> [Set problem] Rewrite the whole listing below, changing every occurrence of "tuples" to "pairs" and leaving everything else unchanged.

> [Record extracts]
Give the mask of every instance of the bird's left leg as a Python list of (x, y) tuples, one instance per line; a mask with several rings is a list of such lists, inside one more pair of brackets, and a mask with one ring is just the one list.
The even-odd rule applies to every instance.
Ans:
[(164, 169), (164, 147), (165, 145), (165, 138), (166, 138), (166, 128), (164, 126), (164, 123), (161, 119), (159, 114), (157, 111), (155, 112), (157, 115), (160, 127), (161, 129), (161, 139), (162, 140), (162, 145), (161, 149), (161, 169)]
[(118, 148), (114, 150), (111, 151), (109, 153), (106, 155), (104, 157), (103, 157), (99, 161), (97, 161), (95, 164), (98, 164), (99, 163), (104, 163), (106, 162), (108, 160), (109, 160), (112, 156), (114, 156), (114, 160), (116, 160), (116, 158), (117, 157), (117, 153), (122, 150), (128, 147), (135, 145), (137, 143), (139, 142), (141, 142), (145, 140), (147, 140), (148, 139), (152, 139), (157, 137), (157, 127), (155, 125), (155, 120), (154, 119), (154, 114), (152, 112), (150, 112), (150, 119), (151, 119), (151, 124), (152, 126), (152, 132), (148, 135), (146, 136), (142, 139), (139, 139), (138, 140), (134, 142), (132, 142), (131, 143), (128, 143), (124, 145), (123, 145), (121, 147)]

> [Final answer]
Give the mask of every instance of the bird's left leg as a Python list of (x, y) pairs, one instance per line; a mask with several rings is a list of such lists, inside one more pair of brackets, and a mask with one ring is just the one list.
The even-odd rule applies to every instance.
Ans:
[(164, 169), (164, 147), (165, 145), (165, 138), (166, 138), (166, 128), (164, 126), (164, 123), (161, 119), (159, 114), (157, 111), (155, 112), (157, 115), (160, 127), (161, 129), (161, 139), (162, 140), (162, 145), (161, 149), (161, 169)]
[(118, 148), (114, 150), (111, 151), (109, 153), (106, 155), (104, 157), (103, 157), (99, 161), (97, 161), (95, 164), (98, 164), (99, 163), (104, 163), (106, 162), (108, 160), (109, 160), (112, 156), (114, 156), (114, 160), (116, 160), (116, 158), (117, 157), (117, 153), (122, 150), (128, 147), (135, 145), (137, 143), (139, 142), (141, 142), (145, 140), (147, 140), (148, 139), (152, 139), (157, 137), (157, 127), (155, 125), (155, 120), (154, 119), (154, 114), (152, 112), (150, 112), (150, 119), (151, 119), (151, 124), (152, 126), (152, 132), (148, 135), (146, 136), (142, 139), (139, 139), (138, 140), (134, 142), (132, 142), (131, 143), (128, 143), (124, 145), (123, 145), (121, 147)]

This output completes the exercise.